Complete the following:
a) Reproduce the round-robin turnaround thread word for word, everything from "The set of tasks" down to "time in total.".
b) Scale the records below, everything from their first line down to the line containing "M 89 55 L 92", by writing out those lines again, requests included, with every path coordinate in the answers multiplied by 0.3 and rounded to a whole number, halves rounded up. Give only those lines.

Find the total turnaround time of n processes in O(n) time

Question

This is an algorithmic problem I came across during a coding interview, and I couldn't find a solution faster than an O(n^2) one.

The original problem seems to be a little lengthy, so I rephrase the problem into a round-robin process scheduling one one, which hopefully is more comprehensible.

Given n processes which are all initially in ready state, and an array T of size n, where T[i] is the time to run process i. We run the process in the order from process 0 to process n-1, and each time we run the selected process exactly 1 unit of time. If a process is finished, we skip it. We continue running the processes until all processes are finished.

Please give an efficient algorithm that outputs the total turnaround time of all processes. (The turnaround time of a process is the time it takes from being ready to being finished.)

Constraints:

• 1 <= n <= 10**5
• 1 <= T[i] <= 10**4

For example, T = [3, 1, 2], we would have T = [2, 1, 2] (run process[0]), then T = [2, 0, 2] (run process[1]), then T = [2, 0 , 1] (run process[2]) and so on.

So It takes 6 unit of times for process[0] to complete, and 2 unit of time for process[1] to complete, and 5 unit of time for process[2] to complete. And we should output 6+2+5=13.

My idea is that, for each process[i] we have to wait

1. process[0] to process[i-1]
2. T[i]
3. process[i+1] to process[n-1]

For each process[j] in 1., process[i] has to wait min(T[j], T[i]) unit of time. For each process[j] in 3., process[i] has to wait min(T[i]-1, T[j]) unit of time.

So each process[i] has turnaround time T[i] + sum_(j=0~(i-1))(min(T[j], T[i])) + sum_(j=(i+1)~(n-1)(min(T[j], T[i]-1)), and the answer is just summing up all turnaround time of process[i].

As we can see from the formula, it takes O(n) time to compute each turnaround time, and thus total O(n^2) time to solve the problem.

I was wondering if there is any way to optimize the solution to O(n) time. (Maybe by prefix sum or dynamic programming, but i am not sure.)

Thanks for the comments!

Answer 1

The "total turnaround time" is the sum of the finish times for each task.

Determining the finish time for each task can be divided into two parts:

1. Determine the order in which the tasks will finish. You can determine this by sorting task by time, breaking ties by position;
2. Visit the tasks in completion order, and determine how much time there is between each pair of adjacent completions. Then keep a running total.

The set of tasks that are finished does not change between completion events. The positions of the preceding and following tasks divide the array into 3 sections, and you can simply calculate the time between completions if you know how many unfinished tasks there are in each of these sections.

To figure out how many unfinished tasks there are in each section, you can track unfinished tasks in an order statistic tree or similar -- it starts full and you remove the completed task at each iteration. I wrote about a simple way to do that a few days ago in this answer: C++ fastest way for calculating rolling median

The time that this algorithm requires is dominated by initial sort, and by maintaining the order statistic tree as you remove items. Both of these take O(N log N) time in total.

Data for processing:
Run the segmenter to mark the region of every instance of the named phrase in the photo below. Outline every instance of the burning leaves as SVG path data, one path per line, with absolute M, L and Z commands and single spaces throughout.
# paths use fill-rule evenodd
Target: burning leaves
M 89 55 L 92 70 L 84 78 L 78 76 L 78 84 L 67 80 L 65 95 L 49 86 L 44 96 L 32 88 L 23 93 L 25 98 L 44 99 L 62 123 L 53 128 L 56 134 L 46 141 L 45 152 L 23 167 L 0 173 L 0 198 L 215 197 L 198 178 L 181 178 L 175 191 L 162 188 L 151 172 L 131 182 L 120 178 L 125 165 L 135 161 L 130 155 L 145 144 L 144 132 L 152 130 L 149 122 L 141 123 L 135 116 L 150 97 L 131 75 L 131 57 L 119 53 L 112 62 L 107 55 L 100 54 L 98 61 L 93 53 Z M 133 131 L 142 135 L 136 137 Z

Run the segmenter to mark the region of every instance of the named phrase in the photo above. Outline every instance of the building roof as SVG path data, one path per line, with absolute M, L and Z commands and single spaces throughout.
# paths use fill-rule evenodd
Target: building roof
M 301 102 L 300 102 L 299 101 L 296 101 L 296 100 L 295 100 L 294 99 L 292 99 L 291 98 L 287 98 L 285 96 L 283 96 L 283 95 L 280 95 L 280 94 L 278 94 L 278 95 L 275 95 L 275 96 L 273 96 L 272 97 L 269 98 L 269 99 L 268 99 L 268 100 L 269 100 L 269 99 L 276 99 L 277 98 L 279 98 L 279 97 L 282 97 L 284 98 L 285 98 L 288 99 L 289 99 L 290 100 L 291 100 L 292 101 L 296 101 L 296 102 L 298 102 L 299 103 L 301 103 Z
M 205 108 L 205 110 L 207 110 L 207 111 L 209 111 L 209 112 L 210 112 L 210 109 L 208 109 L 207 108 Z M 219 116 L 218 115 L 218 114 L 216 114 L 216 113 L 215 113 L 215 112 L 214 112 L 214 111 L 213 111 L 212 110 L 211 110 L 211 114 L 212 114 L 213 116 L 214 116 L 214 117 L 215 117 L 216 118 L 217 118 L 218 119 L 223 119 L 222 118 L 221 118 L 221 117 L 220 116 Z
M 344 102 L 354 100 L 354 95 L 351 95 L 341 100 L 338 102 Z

Problem solutions:
a)
The set of tasks that are finished does not change between completion events. The positions of the preceding and following tasks divide the array into 3 sections, and you can simply calculate the time between completions if you know how many unfinished tasks there are in each of these sections.

To figure out how many unfinished tasks there are in each section, you can track unfinished tasks in an order statistic tree or similar -- it starts full and you remove the completed task at each iteration. I wrote about a simple way to do that a few days ago in this answer: C++ fastest way for calculating rolling median

The time that this algorithm requires is dominated by initial sort, and by maintaining the order statistic tree as you remove items. Both of these take O(N log N) time in total.

b)
Run the segmenter to mark the region of every instance of the named phrase in the photo below. Outline every instance of the burning leaves as SVG path data, one path per line, with absolute M, L and Z commands and single spaces throughout.
# paths use fill-rule evenodd
Target: burning leaves
M 27 17 L 28 21 L 25 23 L 23 23 L 23 25 L 20 24 L 20 29 L 15 26 L 13 29 L 10 26 L 7 28 L 8 29 L 13 30 L 19 37 L 16 38 L 17 40 L 14 42 L 14 46 L 7 50 L 0 52 L 0 59 L 65 59 L 59 53 L 54 53 L 53 57 L 49 56 L 45 52 L 39 55 L 36 53 L 38 50 L 41 48 L 39 47 L 44 43 L 43 40 L 46 39 L 45 37 L 42 37 L 41 35 L 45 29 L 39 23 L 39 17 L 36 16 L 34 19 L 32 17 L 30 16 L 29 18 L 28 16 Z M 40 39 L 43 41 L 41 41 Z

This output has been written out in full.